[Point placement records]
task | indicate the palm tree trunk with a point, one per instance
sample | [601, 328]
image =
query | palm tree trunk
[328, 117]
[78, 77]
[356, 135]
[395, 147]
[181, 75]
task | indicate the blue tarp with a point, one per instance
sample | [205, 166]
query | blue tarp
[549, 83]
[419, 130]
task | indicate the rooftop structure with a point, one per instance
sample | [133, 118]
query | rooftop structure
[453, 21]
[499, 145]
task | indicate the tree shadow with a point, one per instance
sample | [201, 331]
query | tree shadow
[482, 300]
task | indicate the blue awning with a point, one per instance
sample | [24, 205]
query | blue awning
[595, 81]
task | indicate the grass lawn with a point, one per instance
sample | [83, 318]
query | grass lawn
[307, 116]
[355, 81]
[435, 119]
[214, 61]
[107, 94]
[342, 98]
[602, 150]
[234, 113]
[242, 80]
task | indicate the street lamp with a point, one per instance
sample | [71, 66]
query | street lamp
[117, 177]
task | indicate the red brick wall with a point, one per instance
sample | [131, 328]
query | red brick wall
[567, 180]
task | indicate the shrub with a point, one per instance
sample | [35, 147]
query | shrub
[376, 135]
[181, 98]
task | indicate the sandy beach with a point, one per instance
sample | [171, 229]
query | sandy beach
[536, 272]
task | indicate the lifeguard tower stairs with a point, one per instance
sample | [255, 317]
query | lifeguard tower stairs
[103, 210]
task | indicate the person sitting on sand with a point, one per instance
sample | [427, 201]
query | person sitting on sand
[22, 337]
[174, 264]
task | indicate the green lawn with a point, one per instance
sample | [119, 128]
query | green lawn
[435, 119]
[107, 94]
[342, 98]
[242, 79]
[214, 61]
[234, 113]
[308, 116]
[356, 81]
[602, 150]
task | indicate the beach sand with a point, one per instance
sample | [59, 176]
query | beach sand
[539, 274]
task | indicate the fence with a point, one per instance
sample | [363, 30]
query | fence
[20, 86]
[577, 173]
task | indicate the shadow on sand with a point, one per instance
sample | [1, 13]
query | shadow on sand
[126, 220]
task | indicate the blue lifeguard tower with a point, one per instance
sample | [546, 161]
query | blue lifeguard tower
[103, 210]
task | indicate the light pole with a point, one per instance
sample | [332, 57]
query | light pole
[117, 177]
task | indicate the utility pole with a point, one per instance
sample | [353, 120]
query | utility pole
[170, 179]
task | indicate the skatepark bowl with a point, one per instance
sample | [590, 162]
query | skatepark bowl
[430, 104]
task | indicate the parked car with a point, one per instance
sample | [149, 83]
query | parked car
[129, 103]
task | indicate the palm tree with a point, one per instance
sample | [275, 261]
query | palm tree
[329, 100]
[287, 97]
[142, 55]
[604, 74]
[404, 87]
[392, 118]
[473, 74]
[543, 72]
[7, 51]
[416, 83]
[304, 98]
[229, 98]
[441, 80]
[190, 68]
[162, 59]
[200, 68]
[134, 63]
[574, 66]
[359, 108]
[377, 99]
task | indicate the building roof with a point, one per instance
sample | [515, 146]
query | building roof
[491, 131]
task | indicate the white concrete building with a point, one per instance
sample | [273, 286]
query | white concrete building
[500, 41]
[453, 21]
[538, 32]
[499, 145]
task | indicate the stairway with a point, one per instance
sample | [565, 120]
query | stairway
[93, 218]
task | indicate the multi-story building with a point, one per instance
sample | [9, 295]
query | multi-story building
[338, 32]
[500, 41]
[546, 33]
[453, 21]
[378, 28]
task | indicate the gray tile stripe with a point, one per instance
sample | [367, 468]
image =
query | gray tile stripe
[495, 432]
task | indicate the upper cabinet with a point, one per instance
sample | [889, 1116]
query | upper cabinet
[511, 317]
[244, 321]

Problem requirements
Return the lines above exactly, keeping every word.

Written solution
task | indicate the palm tree trunk with a point, one per instance
sample | [601, 328]
image =
query | palm tree trunk
[328, 117]
[78, 77]
[356, 135]
[395, 147]
[181, 75]
task | indicate the blue tarp with a point, one per instance
sample | [205, 166]
query | blue tarp
[549, 83]
[419, 130]
task | indicate the rooftop structure with a point, one per instance
sample | [133, 118]
query | rooftop structure
[453, 21]
[499, 145]
task | indicate the tree shadow with a point, one per instance
sample | [201, 331]
query | tree shadow
[482, 300]
task | indicate the blue awning with a point, one per instance
sample | [24, 205]
query | blue awning
[595, 81]
task | indicate the grass lawn with a point, one per instance
sample | [83, 318]
query | grass lawn
[307, 116]
[355, 81]
[435, 119]
[214, 61]
[107, 94]
[342, 98]
[602, 150]
[234, 113]
[242, 80]
task | indicate the street lamp with a point, one per instance
sample | [71, 66]
query | street lamp
[117, 177]
task | indicate the red brick wall with a point, one per instance
sample | [131, 328]
query | red brick wall
[567, 180]
task | indicate the shrub with a point, one per instance
sample | [35, 147]
query | shrub
[376, 135]
[181, 98]
task | indicate the sandy beach with a point, one per instance
sample | [171, 229]
query | sandy beach
[536, 272]
task | indicate the lifeguard tower stairs with a point, one per instance
sample | [255, 317]
query | lifeguard tower stairs
[103, 210]
task | indicate the person sitting on sand with a point, one per instance
sample | [427, 201]
query | person sitting on sand
[22, 337]
[174, 264]
task | indicate the green lawn with a point, one per instance
sample | [119, 128]
query | green lawn
[435, 119]
[107, 94]
[342, 98]
[242, 79]
[214, 61]
[234, 113]
[308, 116]
[356, 81]
[602, 150]
task | indicate the beach sand with a point, one per instance
sample | [59, 176]
query | beach sand
[539, 274]
task | indicate the fence with a point, one per instance
sample | [363, 30]
query | fence
[20, 86]
[577, 173]
task | indicate the shadow on sand with a point, one per instance
sample | [1, 13]
query | shadow on sand
[126, 220]
task | indicate the blue lifeguard tower with a point, one per instance
sample | [546, 161]
query | blue lifeguard tower
[103, 210]
task | indicate the light pole with a point, one per instance
sample | [332, 57]
query | light pole
[117, 177]
task | indicate the utility pole with a point, one per instance
sample | [353, 120]
query | utility pole
[170, 179]
task | indicate the skatepark bowl with a point, one per instance
sample | [590, 162]
query | skatepark bowl
[430, 104]
task | indicate the parked car with a point, one per instance
sample | [149, 83]
query | parked car
[129, 103]
task | indicate the palm tree with a point, one per instance
sample | [275, 261]
query | palm tree
[329, 100]
[287, 97]
[142, 55]
[604, 74]
[404, 87]
[392, 118]
[473, 74]
[543, 72]
[7, 51]
[416, 83]
[304, 98]
[229, 98]
[441, 80]
[190, 68]
[162, 59]
[200, 68]
[134, 63]
[574, 66]
[359, 108]
[377, 99]
task | indicate the building roof with a point, one per instance
sample | [515, 146]
query | building roof
[491, 131]
task | indicate the white concrete building with a point, one per instance
sample | [273, 286]
query | white concrete building
[500, 41]
[453, 21]
[538, 32]
[499, 145]
task | indicate the stairway with a point, one per instance
sample | [565, 120]
query | stairway
[93, 218]
task | indicate the multi-story building with a point, one per instance
sample | [9, 295]
query | multi-story building
[338, 32]
[500, 41]
[546, 33]
[453, 21]
[378, 28]
task | indicate the gray tile stripe with a point, one per instance
sample | [367, 468]
image =
query | gray tile stripe
[495, 432]
task | indicate the upper cabinet with a point, one per instance
sample | [889, 1116]
query | upper cabinet
[511, 317]
[244, 321]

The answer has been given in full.